## Given instruction
Edit the DB2 backup excerpt below: copy it out starting at "Today, customer data" and stopping after "not backed up.", with "customer data" changed to "client data".

Today, customer data is considered to be among the most critical assets of a company. Many different mechanisms in both software and hardware layers are employed to provide multiple levels of high availability. Methods such as storage replication, standby disaster recovery site, and periodic incremental database backup are well-known techniques employed by database administrators to avoid data corruption and loss. These techniques, however, are generally targeted at preserving database directories only, which typically reside in their own file systems. This means the DB2 instance directory (that is, the sqllib directory in the instance's home directory) is often not backed up.
In a non-pureScale environment, the loss of the instance directory can be recovered by re-creating the instance, re-cataloging databases and manually setting relevant database parameters. The procedures and commands involved are all at the DB2 software level, where database administrators are already proficient.

## Supplied entries
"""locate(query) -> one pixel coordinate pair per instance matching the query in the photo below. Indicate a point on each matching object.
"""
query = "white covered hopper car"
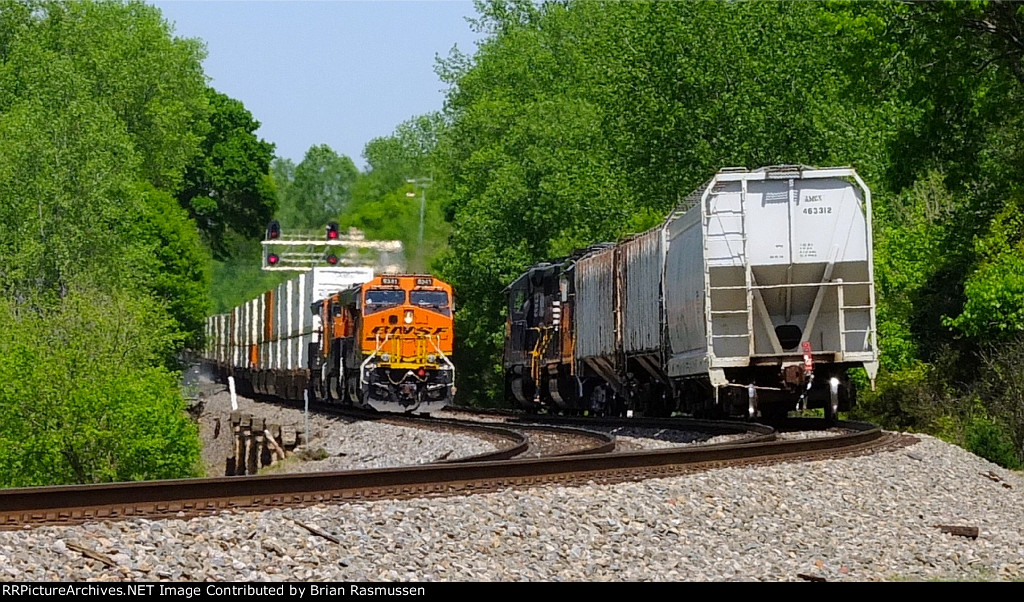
(265, 343)
(754, 298)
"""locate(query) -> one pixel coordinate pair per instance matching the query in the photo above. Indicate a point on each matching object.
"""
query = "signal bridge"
(304, 250)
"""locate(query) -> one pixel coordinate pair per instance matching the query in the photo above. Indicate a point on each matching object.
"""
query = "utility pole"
(421, 183)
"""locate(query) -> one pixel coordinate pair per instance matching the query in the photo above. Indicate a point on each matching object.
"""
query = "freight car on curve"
(387, 345)
(276, 344)
(753, 298)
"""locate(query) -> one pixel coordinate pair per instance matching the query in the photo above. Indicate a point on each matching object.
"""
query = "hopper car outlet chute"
(386, 341)
(754, 298)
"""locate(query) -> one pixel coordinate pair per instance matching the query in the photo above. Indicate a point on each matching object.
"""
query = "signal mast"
(304, 250)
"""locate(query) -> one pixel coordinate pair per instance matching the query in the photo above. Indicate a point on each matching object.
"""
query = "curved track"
(64, 505)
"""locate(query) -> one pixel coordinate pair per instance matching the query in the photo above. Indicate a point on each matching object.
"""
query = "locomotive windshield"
(378, 299)
(436, 300)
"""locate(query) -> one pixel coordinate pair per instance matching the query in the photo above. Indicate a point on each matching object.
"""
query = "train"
(753, 298)
(341, 335)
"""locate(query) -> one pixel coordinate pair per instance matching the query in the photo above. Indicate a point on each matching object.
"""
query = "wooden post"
(231, 466)
(246, 445)
(279, 454)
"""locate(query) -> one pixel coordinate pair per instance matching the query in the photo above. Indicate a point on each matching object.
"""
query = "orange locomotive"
(386, 344)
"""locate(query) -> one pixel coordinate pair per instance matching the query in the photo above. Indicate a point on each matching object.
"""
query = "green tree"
(579, 122)
(123, 54)
(227, 187)
(87, 405)
(321, 189)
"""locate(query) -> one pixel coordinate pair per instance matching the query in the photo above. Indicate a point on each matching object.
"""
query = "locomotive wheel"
(332, 388)
(352, 391)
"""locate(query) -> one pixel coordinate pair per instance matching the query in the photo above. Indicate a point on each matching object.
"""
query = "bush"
(87, 400)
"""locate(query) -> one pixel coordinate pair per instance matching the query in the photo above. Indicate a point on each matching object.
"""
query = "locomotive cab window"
(379, 299)
(518, 300)
(434, 300)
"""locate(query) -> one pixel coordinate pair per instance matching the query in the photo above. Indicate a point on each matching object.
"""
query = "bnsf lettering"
(423, 331)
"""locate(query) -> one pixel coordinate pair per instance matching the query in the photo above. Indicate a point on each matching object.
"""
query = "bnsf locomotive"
(754, 298)
(387, 345)
(340, 334)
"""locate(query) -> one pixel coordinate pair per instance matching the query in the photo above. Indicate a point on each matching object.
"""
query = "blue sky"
(336, 73)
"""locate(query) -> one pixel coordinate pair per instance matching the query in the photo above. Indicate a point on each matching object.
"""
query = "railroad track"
(185, 498)
(512, 440)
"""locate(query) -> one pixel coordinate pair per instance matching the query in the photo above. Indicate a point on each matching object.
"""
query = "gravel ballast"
(866, 518)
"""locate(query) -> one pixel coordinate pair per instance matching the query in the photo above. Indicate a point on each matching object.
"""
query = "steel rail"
(163, 499)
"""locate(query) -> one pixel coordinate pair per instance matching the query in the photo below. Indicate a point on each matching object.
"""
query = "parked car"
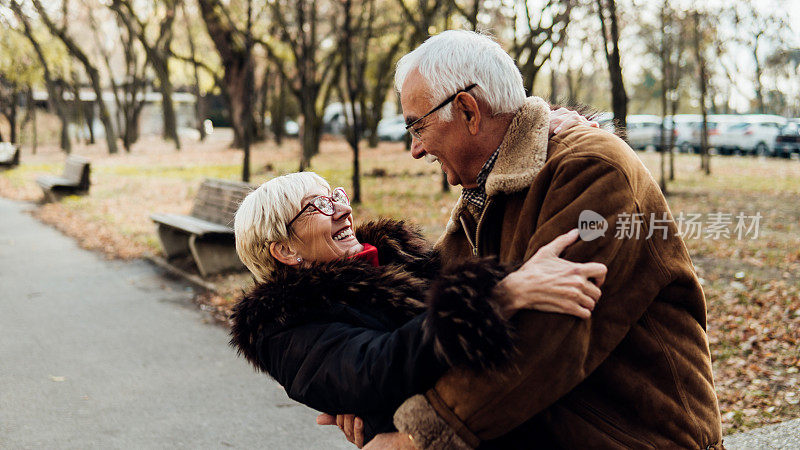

## Finished task
Today, client data is considered to be among the most critical assets of a company. Many different mechanisms in both software and hardware layers are employed to provide multiple levels of high availability. Methods such as storage replication, standby disaster recovery site, and periodic incremental database backup are well-known techniques employed by database administrators to avoid data corruption and loss. These techniques, however, are generally targeted at preserving database directories only, which typically reside in their own file systems. This means the DB2 instance directory (that is, the sqllib directory in the instance's home directory) is often not backed up.